> [RECORDS PROVIDED]
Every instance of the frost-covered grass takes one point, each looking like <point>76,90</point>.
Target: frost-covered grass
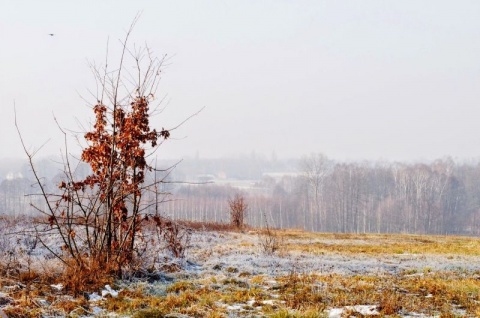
<point>229,274</point>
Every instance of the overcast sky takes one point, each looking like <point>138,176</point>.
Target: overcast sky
<point>395,80</point>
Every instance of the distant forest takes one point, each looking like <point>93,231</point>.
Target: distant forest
<point>313,193</point>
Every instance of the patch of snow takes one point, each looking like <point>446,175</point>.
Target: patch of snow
<point>364,310</point>
<point>57,287</point>
<point>109,291</point>
<point>94,297</point>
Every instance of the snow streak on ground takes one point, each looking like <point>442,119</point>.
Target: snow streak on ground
<point>223,256</point>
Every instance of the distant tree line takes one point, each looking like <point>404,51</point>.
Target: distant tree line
<point>440,197</point>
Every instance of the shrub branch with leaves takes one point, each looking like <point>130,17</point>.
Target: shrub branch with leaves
<point>99,217</point>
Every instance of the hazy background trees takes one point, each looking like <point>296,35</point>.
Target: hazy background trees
<point>312,193</point>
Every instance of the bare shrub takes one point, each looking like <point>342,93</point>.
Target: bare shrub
<point>270,242</point>
<point>238,211</point>
<point>99,218</point>
<point>175,235</point>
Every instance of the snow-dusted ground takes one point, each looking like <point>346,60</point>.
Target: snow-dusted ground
<point>227,254</point>
<point>244,252</point>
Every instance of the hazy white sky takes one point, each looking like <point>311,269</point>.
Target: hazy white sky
<point>397,80</point>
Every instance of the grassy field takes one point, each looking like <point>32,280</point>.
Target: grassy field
<point>232,274</point>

> [PROBLEM STATEMENT] Write out each entry exactly; any pictures stay out of the copy.

> [SOLUTION FOR THIS TASK]
Every instance of the frost-covered grass takes one point, each looking like <point>76,90</point>.
Target: frost-covered grass
<point>229,274</point>
Every instance of the overcast sky takes one point, each looking like <point>138,176</point>.
Target: overcast sky
<point>395,80</point>
Every instance of the distant forest takes one point, each looking like <point>93,231</point>.
Target: distant forest
<point>313,193</point>
Every instance of the patch of snow takes one point, each looking like <point>446,175</point>.
Target: patch of snow
<point>364,310</point>
<point>57,287</point>
<point>109,291</point>
<point>94,297</point>
Every instance of the snow streak on ground takes one point, each looking like <point>442,119</point>.
Target: snow streak on ground
<point>223,256</point>
Every instance of the distant tree line takes one point, each looking like <point>404,51</point>.
Target: distant tree line
<point>440,197</point>
Every instance of the shrub branch with leaves takes one point, each looking like <point>130,17</point>.
Target: shrub branch with leaves
<point>99,217</point>
Every instance of the hazy background trees takes one point, each looking like <point>296,35</point>.
Target: hazy background trees
<point>312,193</point>
Every instance of the bare shrub takes one point, each looking like <point>342,93</point>.
Target: bare shrub
<point>270,242</point>
<point>238,211</point>
<point>99,218</point>
<point>175,235</point>
Every instance of the snow-dusted ground takes one point, each looking like <point>346,60</point>.
Target: snow-dusted ground
<point>227,254</point>
<point>244,252</point>
Every instance of the hazy white sky takes one point, each looking like <point>311,269</point>.
Target: hazy white sky
<point>397,80</point>
Every instance of the grassy field takes one point, each looking like <point>32,280</point>.
Target: grassy field
<point>232,274</point>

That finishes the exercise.